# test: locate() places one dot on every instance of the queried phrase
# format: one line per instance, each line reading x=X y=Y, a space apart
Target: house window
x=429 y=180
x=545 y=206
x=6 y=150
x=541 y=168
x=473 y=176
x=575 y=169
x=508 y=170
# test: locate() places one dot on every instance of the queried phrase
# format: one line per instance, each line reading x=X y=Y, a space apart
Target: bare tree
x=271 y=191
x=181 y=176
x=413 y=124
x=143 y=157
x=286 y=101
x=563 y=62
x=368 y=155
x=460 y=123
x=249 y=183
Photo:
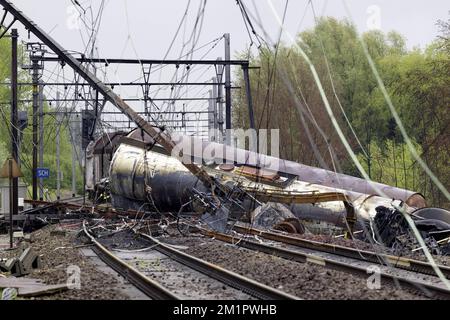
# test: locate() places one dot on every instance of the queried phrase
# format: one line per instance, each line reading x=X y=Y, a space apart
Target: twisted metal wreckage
x=235 y=184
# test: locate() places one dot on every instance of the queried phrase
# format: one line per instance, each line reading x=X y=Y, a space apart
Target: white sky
x=144 y=29
x=152 y=23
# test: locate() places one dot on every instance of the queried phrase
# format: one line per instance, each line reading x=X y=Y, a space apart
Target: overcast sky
x=151 y=24
x=145 y=29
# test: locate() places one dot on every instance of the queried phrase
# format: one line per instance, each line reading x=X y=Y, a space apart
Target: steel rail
x=363 y=255
x=151 y=288
x=228 y=277
x=430 y=290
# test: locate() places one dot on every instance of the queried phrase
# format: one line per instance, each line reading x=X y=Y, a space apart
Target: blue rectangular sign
x=43 y=172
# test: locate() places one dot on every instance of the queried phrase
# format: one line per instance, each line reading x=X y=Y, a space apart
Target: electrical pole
x=74 y=181
x=249 y=96
x=41 y=138
x=58 y=163
x=227 y=86
x=35 y=79
x=219 y=95
x=14 y=206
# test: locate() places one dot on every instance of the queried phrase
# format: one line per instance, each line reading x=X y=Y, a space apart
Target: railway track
x=156 y=291
x=232 y=279
x=362 y=255
x=151 y=288
x=429 y=289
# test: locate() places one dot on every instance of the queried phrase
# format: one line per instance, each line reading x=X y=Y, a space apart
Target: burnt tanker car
x=141 y=173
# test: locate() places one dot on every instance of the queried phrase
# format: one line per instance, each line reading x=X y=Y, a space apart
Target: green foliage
x=392 y=164
x=418 y=83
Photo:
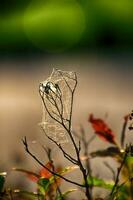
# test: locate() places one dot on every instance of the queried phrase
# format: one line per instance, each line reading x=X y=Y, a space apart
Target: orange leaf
x=102 y=129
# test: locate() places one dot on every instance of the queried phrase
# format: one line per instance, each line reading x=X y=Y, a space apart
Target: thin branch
x=118 y=174
x=54 y=173
x=66 y=155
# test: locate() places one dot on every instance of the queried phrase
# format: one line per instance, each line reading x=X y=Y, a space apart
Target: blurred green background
x=93 y=38
x=65 y=25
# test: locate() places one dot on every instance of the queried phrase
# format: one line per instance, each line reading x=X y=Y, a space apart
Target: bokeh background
x=93 y=38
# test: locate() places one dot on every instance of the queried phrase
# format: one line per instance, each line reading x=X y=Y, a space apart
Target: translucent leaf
x=56 y=95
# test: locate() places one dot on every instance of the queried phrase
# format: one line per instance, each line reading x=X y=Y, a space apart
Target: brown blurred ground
x=104 y=88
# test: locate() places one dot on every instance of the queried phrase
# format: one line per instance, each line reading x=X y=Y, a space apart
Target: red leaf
x=44 y=172
x=102 y=129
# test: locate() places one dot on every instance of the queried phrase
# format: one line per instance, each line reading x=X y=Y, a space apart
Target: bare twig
x=118 y=175
x=54 y=173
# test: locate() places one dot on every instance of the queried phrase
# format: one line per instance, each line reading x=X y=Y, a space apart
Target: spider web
x=65 y=81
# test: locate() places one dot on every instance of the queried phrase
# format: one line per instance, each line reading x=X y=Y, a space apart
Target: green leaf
x=2 y=181
x=61 y=197
x=28 y=195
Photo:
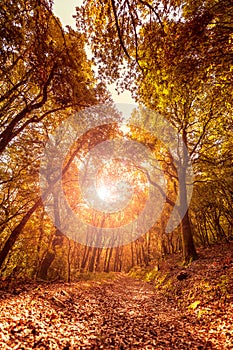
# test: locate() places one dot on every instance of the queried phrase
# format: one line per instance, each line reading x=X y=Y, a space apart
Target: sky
x=65 y=10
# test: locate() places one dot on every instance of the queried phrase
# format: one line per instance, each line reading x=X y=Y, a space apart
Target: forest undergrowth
x=176 y=307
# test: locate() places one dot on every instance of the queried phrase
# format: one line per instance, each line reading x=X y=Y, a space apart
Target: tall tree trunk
x=188 y=247
x=16 y=232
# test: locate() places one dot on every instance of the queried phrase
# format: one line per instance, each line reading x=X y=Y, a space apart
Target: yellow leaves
x=194 y=305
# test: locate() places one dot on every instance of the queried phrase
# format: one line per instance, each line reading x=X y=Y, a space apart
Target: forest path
x=121 y=314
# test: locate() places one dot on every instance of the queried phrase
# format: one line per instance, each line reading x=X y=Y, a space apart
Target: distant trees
x=45 y=76
x=178 y=60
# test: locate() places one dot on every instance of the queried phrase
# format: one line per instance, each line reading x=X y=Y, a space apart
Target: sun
x=104 y=192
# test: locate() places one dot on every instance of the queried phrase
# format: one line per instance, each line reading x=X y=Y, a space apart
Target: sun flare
x=104 y=192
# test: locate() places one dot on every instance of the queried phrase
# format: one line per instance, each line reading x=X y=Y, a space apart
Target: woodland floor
x=125 y=313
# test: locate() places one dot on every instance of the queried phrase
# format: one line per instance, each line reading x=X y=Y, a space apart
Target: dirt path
x=121 y=314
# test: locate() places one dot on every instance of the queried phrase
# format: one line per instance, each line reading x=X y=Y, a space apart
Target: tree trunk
x=16 y=232
x=189 y=251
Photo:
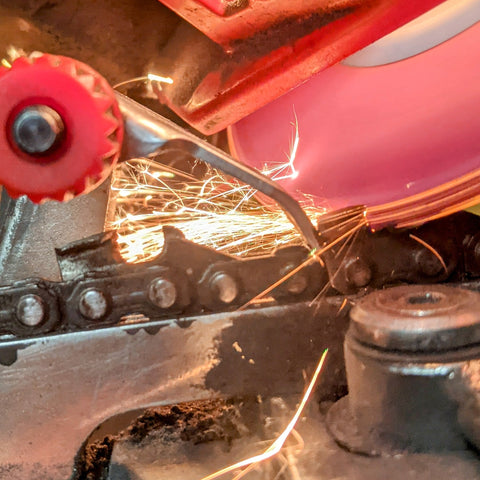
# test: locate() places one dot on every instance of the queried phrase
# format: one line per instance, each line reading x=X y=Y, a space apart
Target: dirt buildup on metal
x=96 y=459
x=196 y=422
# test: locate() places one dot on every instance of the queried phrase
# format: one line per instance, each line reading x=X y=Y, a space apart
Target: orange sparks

-*-*-

Render all of the data above as a Markdown table with the columns Row and Line, putting each line in its own numbered row. Skip blank lines and leave out the pictures.

_RESPONSE:_
| Row | Line |
|---|---|
| 1 | # test: locate() places one dot on every instance of the queried phrase |
| 2 | # format: one line per instance, each line reading x=X y=Y, a space apart |
| 3 | Target: house window |
| 4 | x=429 y=180 |
| 5 | x=545 y=206 |
| 6 | x=6 y=150 |
| 7 | x=541 y=168 |
| 8 | x=473 y=176 |
| 9 | x=575 y=169 |
| 10 | x=508 y=170 |
| 11 | # test: locate() places one dot on every instance of the queried phrase |
| 12 | # format: one line per instance, each line reading x=X y=Y, a space apart |
| 13 | Target: bare tree |
| 14 | x=271 y=191 |
| 15 | x=181 y=176 |
| 16 | x=413 y=124 |
| 17 | x=143 y=157 |
| 18 | x=286 y=101 |
| 19 | x=563 y=62 |
| 20 | x=368 y=155 |
| 21 | x=460 y=123 |
| 22 | x=249 y=183 |
| 23 | Photo: |
| 24 | # test: locate() places one dot on every instance of the queried phrase |
| 25 | # format: one line per instance, each line reading x=X y=Y, a space apart |
| 26 | Target: twisted metal wreckage |
| 27 | x=235 y=184 |
| 28 | # test: locate() places one dot on every instance of the queried phrase |
| 29 | # format: one line per instance, each line reading x=X y=Y, a space apart |
| 30 | Target: white sky |
| 31 | x=144 y=29 |
| 32 | x=152 y=23 |
| 33 | # test: locate() places one dot on every instance of the queried phrase |
| 34 | # format: one line per instance, each line reading x=X y=Y, a space apart |
| 35 | Target: overcast sky |
| 36 | x=151 y=24 |
| 37 | x=145 y=29 |
| 38 | # test: locate() places one dot on every instance of the queried phrase |
| 39 | # format: one line per instance, each line reading x=X y=Y, a space apart |
| 40 | Target: steel rail |
| 41 | x=363 y=255 |
| 42 | x=151 y=288 |
| 43 | x=228 y=277 |
| 44 | x=430 y=290 |
| 45 | # test: locate() places one dot on every instance of the queried phrase |
| 46 | # format: one line per instance, each line reading x=X y=Y, a space apart |
| 47 | Target: blue rectangular sign |
| 48 | x=43 y=172 |
| 49 | # test: locate() places one dot on every instance of the queried phrase |
| 50 | # format: one line per instance, each line reading x=X y=Y, a space apart |
| 51 | Target: electrical pole |
| 52 | x=74 y=181 |
| 53 | x=249 y=96 |
| 54 | x=41 y=138 |
| 55 | x=58 y=163 |
| 56 | x=227 y=86 |
| 57 | x=35 y=79 |
| 58 | x=219 y=95 |
| 59 | x=14 y=206 |
| 60 | # test: locate() places one dot on every instance of the queried phrase |
| 61 | # format: one line per instance, each line reading x=X y=Y, a space apart |
| 62 | Target: railway track |
| 63 | x=156 y=291 |
| 64 | x=232 y=279 |
| 65 | x=362 y=255 |
| 66 | x=151 y=288 |
| 67 | x=429 y=289 |
| 68 | # test: locate() places one dot on every instance of the queried phrase |
| 69 | # format: one line per instance, each line reading x=X y=Y, a space apart |
| 70 | Target: burnt tanker car |
| 71 | x=141 y=173 |
| 72 | # test: locate() places one dot on every instance of the queried phrase |
| 73 | # format: one line per instance, each line reading x=X y=Y, a space apart |
| 74 | Target: green foliage |
| 75 | x=392 y=164 |
| 76 | x=418 y=83 |
| 77 | Photo: |
| 78 | # test: locate() places one dot on every instance of the queried phrase |
| 79 | # format: one line per instance, each line reading x=X y=Y, a space apart |
| 80 | Target: orange leaf |
| 81 | x=102 y=129 |
| 82 | # test: locate() places one dot on every instance of the queried phrase |
| 83 | # format: one line per instance, each line reading x=X y=Y, a space apart |
| 84 | Target: thin branch |
| 85 | x=118 y=174 |
| 86 | x=54 y=173 |
| 87 | x=66 y=155 |
| 88 | # test: locate() places one dot on every instance of the queried phrase |
| 89 | # format: one line per instance, each line reading x=X y=Y, a space apart |
| 90 | Target: blurred green background |
| 91 | x=93 y=38 |
| 92 | x=65 y=25 |
| 93 | # test: locate() places one dot on every instance of the queried phrase |
| 94 | # format: one line per instance, each line reading x=X y=Y, a space apart |
| 95 | Target: bokeh background |
| 96 | x=93 y=38 |
| 97 | # test: locate() places one dot on every instance of the queried phrase |
| 98 | # format: one line per instance, each line reading x=X y=Y, a space apart |
| 99 | Target: translucent leaf |
| 100 | x=56 y=95 |
| 101 | # test: locate() places one dot on every instance of the queried phrase |
| 102 | # format: one line per instance, each line reading x=X y=Y, a space apart |
| 103 | Target: brown blurred ground |
| 104 | x=104 y=88 |
| 105 | # test: locate() places one dot on every instance of the queried phrase |
| 106 | # format: one line per instance, each line reading x=X y=Y, a space apart |
| 107 | Target: red leaf |
| 108 | x=44 y=172 |
| 109 | x=102 y=129 |
| 110 | # test: locate() places one dot on every instance of the queried phrase |
| 111 | # format: one line per instance, each line reading x=X y=Y, a space apart |
| 112 | Target: bare twig |
| 113 | x=118 y=175 |
| 114 | x=54 y=173 |
| 115 | # test: locate() places one dot on every instance of the queried phrase |
| 116 | # format: one line per instance, each line reading x=X y=Y, a space apart |
| 117 | Target: spider web |
| 118 | x=65 y=81 |
| 119 | # test: locate() places one dot on every instance of the queried phrase |
| 120 | # format: one line per instance, each line reading x=X y=Y, a space apart |
| 121 | Target: green leaf |
| 122 | x=2 y=181 |
| 123 | x=61 y=197 |
| 124 | x=28 y=195 |
| 125 | Photo: |
| 126 | # test: locate() places one dot on every instance of the queried phrase |
| 127 | # format: one line per instance, each line reading x=X y=Y, a space apart |
| 128 | Target: sky |
| 129 | x=65 y=10 |
| 130 | # test: locate() places one dot on every instance of the queried phrase |
| 131 | # format: one line per instance, each line reading x=X y=Y, a space apart |
| 132 | Target: forest undergrowth |
| 133 | x=176 y=307 |
| 134 | # test: locate() places one dot on every instance of the queried phrase |
| 135 | # format: one line per instance, each line reading x=X y=Y, a space apart |
| 136 | Target: tall tree trunk |
| 137 | x=188 y=247 |
| 138 | x=16 y=232 |
| 139 | # test: locate() places one dot on every instance of the queried phrase |
| 140 | # format: one line per instance, each line reading x=X y=Y, a space apart |
| 141 | Target: yellow leaves |
| 142 | x=194 y=305 |
| 143 | # test: locate() places one dot on every instance of the queried phrase |
| 144 | # format: one line per instance, each line reading x=X y=Y, a space apart |
| 145 | Target: forest path |
| 146 | x=121 y=314 |
| 147 | # test: locate() places one dot on every instance of the queried phrase |
| 148 | # format: one line per instance, each line reading x=X y=Y, a space apart |
| 149 | Target: distant trees |
| 150 | x=45 y=76 |
| 151 | x=178 y=60 |
| 152 | # test: locate() places one dot on every instance of the queried phrase |
| 153 | # format: one line per instance, each line reading x=X y=Y, a space apart |
| 154 | Target: sun |
| 155 | x=104 y=192 |
| 156 | # test: locate() places one dot on every instance of the queried phrase |
| 157 | # format: one line per instance, each line reading x=X y=Y, a space apart |
| 158 | Target: sun flare |
| 159 | x=104 y=192 |
| 160 | # test: locate() places one dot on every instance of the queried phrase |
| 161 | # format: one line per instance, each line reading x=X y=Y, a space apart |
| 162 | Target: woodland floor |
| 163 | x=125 y=313 |
| 164 | # test: locate() places one dot on every instance of the queried phrase |
| 165 | # format: one line per instance, each line reading x=X y=Y, a space apart |
| 166 | Target: dirt path |
| 167 | x=121 y=314 |
| 168 | # test: locate() places one dot on every instance of the queried phrase |
| 169 | # format: one line per instance, each line reading x=X y=Y, a space apart |
| 170 | Target: tree trunk |
| 171 | x=16 y=232 |
| 172 | x=189 y=251 |
| 173 | Photo: |
| 174 | # test: locate() places one dot on every instance of the queried phrase |
| 175 | # format: one line per instance, each line reading x=X y=Y, a space apart |
| 176 | Target: dirt buildup on metal |
| 177 | x=96 y=459 |
| 178 | x=196 y=422 |
| 179 | # test: locate() places one dot on every instance of the queried phrase |
| 180 | # format: one line per instance, each line reading x=X y=Y, a space apart |
| 181 | Target: orange sparks |